## Passage to read

One budget covering too many time zones or countries
It’s tempting to simplify campaign management by running one campaign across multiple countries or time zones. On the surface, it might look efficient—one budget, one set of ads, one place to manage performance.
But in reality, this approach forces very different markets to fight over the same budget.
High-performing regions often lose out, because spend is eaten up by less effective locations or by markets that activate earlier in the day due to time zone differences.
How Geo HeatMap helps
By mapping performance at the country or region level, the tool makes it obvious where budget cannibalization is happening.
You may notice that one country consistently shows up green for ROAS or conversions, while others lag behind in red.
That’s your cue to spin the top performers into their own campaigns or portfolio strategies with dedicated budgets, ensuring they’re no longer starved of spend by weaker regions.
Forgetting to pair geo insights with bid strategy
Spotting weak or strong regions is only half the battle. A common mistake is seeing poor results in a geography but leaving the bid strategy untouched. When that happens, Smart Bidding will keep funneling budget into those underperforming areas because it has no corrective signal.
The insight is there, you just haven’t acted on it.
How Geo HeatMap helps
The tool highlights exactly where performance is strong (green) or weak (red), but the real magic happens when you connect those insights to Optmyzr’s Rule Engine.
You can set automated rules like:
- If ROAS < threshold in [region], apply a -20% bid adjustment
- If conversions > X in [region], apply a +15% bid adjustment
This way, the regions that waste money get dialed down, and the ones that drive results get more support, without you having to manually tweak settings every week.
Simplify Google Ads location targeting with Optmyzr
Poor location targeting is one of the biggest silent budget killers in Google Ads.
Whether it’s wasted spend in irrelevant geographies, strong regions being cannibalized by weaker ones, or missed opportunities in untapped markets, the cost of not having clarity is real.
Optmyzr’s Geo HeatMap turns scattered location data into actionable intelligence.
You see exactly where your ads are working, where they’re wasting money, and where untapped growth potential exists.
Ready to tighten up your geo strategy? Book a demo with our team today!
FAQs
1. How can I optimize location targeting in Google Ads?

## Information supplied
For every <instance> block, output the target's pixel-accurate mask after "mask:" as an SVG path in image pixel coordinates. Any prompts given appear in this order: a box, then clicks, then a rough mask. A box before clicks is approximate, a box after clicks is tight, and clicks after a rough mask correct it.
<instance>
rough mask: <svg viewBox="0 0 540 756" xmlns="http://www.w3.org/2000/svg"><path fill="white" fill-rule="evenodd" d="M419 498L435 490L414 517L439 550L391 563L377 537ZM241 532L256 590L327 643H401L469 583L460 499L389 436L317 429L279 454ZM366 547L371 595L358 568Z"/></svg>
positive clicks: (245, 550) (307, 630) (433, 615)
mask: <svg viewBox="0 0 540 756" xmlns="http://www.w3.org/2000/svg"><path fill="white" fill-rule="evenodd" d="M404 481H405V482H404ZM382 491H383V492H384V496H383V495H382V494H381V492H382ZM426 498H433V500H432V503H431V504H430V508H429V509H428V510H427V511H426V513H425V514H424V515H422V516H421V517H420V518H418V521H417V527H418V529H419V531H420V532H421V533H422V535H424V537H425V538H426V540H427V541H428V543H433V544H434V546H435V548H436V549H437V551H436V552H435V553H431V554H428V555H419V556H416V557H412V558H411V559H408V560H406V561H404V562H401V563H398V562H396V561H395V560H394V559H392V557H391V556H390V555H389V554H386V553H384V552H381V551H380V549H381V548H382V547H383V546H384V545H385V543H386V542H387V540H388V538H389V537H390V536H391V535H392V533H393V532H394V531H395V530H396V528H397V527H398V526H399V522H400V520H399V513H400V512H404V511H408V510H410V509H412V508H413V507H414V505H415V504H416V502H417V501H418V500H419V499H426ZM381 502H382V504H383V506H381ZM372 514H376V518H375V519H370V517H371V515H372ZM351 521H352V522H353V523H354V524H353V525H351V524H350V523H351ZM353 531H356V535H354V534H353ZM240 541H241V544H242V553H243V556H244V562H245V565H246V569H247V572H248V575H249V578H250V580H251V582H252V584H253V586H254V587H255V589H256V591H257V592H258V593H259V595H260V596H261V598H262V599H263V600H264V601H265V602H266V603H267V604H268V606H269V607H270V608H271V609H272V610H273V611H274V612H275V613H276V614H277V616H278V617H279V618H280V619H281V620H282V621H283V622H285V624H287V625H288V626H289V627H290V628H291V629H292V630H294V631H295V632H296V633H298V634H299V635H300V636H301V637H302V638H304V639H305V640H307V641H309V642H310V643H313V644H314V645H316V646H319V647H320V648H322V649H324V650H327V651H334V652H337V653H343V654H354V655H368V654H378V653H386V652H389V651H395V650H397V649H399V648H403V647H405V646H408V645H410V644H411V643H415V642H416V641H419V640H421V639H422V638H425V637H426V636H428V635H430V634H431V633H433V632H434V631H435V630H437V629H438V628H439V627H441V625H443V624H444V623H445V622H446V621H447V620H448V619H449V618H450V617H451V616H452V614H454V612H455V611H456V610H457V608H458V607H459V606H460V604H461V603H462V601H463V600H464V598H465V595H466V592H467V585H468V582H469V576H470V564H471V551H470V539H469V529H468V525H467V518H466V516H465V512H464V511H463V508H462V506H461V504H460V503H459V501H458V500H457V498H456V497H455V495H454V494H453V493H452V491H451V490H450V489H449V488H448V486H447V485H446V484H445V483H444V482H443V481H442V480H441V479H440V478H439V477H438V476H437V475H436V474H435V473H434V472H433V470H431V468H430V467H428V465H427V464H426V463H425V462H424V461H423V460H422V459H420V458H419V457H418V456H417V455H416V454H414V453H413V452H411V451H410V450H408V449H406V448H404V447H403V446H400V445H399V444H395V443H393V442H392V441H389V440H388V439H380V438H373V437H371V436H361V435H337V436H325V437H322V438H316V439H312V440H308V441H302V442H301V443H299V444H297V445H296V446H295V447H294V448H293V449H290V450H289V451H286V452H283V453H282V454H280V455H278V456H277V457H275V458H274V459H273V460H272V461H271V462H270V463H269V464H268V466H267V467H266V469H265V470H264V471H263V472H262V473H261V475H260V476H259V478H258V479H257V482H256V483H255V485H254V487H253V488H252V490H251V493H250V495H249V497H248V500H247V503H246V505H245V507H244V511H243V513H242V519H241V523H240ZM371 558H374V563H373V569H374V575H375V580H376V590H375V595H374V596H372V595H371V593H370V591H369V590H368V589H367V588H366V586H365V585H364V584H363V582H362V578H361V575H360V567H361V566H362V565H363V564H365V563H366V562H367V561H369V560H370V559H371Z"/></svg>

## Exercise aim
Carry on the article about Google Ads location targeting from its last line, starting with an answer to its first FAQ. The listing comes from a source separate from the article on Google Ads location targeting.

## Answer to this exercise
Start by reviewing the Locations report to see where clicks and conversions are actually coming from. Exclude areas with high spend but no conversions, and consider creating separate campaigns for top-performing regions so they don’t have to share budget with weaker ones. Over time, refine your targeting by city, region, or country rather than leaving it too broad.
2. Should I run one Google Ads campaign across multiple countries?
It’s usually better to avoid running a single campaign across multiple countries or time zones. Budgets get stretched too thin, and time zone differences can cause high-performing regions to lose spend to weaker ones. Splitting campaigns by country or region gives you more control and ensures each market gets the right budget allocation.
3. How do I know when to exclude a location in Google Ads?
If a location is consistently driving clicks without conversions, or showing poor return on ad spend (ROAS), it’s a strong candidate for exclusion. Look at at least 30 days of data before making decisions, since short-term results can be misleading.
4. Can location insights improve Smart Bidding strategies?
Yes. Smart Bidding works best when it has accurate signals. If you know certain regions convert better, applying bid adjustments or splitting them into their own campaigns ensures Smart Bidding can optimize more effectively. Likewise, lowering bids in poor-performing areas prevents wasted budget.
5. Does location targeting work for both eCommerce and lead generation campaigns?
Yes. For eCommerce, precise location targeting helps direct budget to regions with strong ROAS and shipping coverage. For lead generation, it ensures you’re reaching prospects in serviceable geographies, preventing wasted spend on leads you can’t fulfill.